Bytes spilled to local or remote storage. The intermediate Cartesian result set can easily exceed available memory, forcing Snowflake to spill to disk. This shows up in the query profile statistics.

Query Insights. Snowflake's built-in Query Insights system flags these patterns automatically in the web UI:

INEFFICIENT_JOIN_CONDITION — "The join contains a complex join condition that is evaluated after the data sets are joined."
EXPLODING_JOIN — The join produced significantly more rows than the input tables.

Snowflake query plan showing a cartesian join. — Snowflake flags nodes with poor query patterns.

Four Real-World Patterns That Create Disjunctive Joins

These are the patterns that most often hide disjunctive or Cartesian joins in production SQL.

1. Multi-column entity matching

The most common case. You need to match on whichever identifier is available:

SELECT *
FROM orders o
JOIN customers c
  ON o.billing_customer_id = c.id
  OR o.shipping_customer_id = c.id;

2. Fuzzy or fallback matching

Join on a primary key, fall back to a secondary one:

SELECT *
FROM leads l
JOIN crm_contacts c
  ON l.email = c.email
  OR (l.email IS NULL AND l.phone = c.phone)
  OR (l.email IS NULL AND l.phone IS NULL AND l.first_name || l.last_name = c.full_name);

3. Look ups with date ranges

Lookups use BETWEEN to find the valid record at the time of the fact:

SELECT *
FROM fact_sales f
JOIN dim_product p
  ON f.product_id = p.product_id
  AND f.sale_date BETWEEN p.valid_from AND p.valid_to;

The equality on product_id helps, but the BETWEEN still forces a partial Cartesian product within each product group.

4. Date range overlap detection

Finding overlapping intervals is a natural OR/inequality pattern:

SELECT *
FROM reservations a
JOIN reservations b
  ON a.room_id = b.room_id
  AND a.check_in < b.check_out
  AND a.check_out > b.check_in
  AND a.id != b.id;

How to Fix Disjunctive Joins

Rewrite 1: UNION or UNION ALL (the primary fix)

__OBJECTIVE 1__.
Answer these questions about the passage on disjunctive joins, marking each answer to match its question:
(a) According to the passage on disjunctive joins, what does EXPLODING_JOIN indicate?
(b) In the date-range lookup pattern, which operator still forces a partial Cartesian product within each product group?
(c) What is given as the primary fix for disjunctive joins?

__Dataset rows on where objects appear__.
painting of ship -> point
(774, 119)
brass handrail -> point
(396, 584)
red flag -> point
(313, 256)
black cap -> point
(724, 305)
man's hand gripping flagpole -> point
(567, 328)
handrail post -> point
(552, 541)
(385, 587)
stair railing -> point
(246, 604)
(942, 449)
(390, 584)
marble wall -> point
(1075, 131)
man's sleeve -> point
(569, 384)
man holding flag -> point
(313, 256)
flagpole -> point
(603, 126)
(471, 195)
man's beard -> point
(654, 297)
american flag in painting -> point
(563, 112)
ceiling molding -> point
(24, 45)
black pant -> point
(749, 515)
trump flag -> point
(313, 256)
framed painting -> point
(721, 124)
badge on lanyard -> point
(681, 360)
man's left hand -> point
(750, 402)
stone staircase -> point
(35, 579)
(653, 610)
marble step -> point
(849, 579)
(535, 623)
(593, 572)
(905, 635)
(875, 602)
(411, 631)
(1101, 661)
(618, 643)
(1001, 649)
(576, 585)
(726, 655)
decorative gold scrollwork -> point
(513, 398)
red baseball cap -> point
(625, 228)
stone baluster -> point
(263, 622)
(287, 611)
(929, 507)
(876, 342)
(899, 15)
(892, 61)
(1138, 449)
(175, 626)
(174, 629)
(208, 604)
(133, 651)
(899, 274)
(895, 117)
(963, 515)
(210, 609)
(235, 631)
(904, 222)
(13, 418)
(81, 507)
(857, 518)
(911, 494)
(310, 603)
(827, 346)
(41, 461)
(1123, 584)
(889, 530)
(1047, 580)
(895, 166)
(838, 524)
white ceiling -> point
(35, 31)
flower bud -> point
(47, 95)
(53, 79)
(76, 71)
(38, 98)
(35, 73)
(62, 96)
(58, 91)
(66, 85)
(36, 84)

__OBJECTIVE 2__.
Update the listing from its first line through the line containing "(1075, 131)", replacing "handrail" with "banister" and changing nothing else. Give only those lines.

__TASK ANSWER 1__.
(a) The join produced significantly more rows than the input tables.
(b) BETWEEN.
(c) UNION or UNION ALL.

__TASK ANSWER 2__.
painting of ship -> point
(774, 119)
brass banister -> point
(396, 584)
red flag -> point
(313, 256)
black cap -> point
(724, 305)
man's hand gripping flagpole -> point
(567, 328)
banister post -> point
(552, 541)
(385, 587)
stair railing -> point
(246, 604)
(942, 449)
(390, 584)
marble wall -> point
(1075, 131)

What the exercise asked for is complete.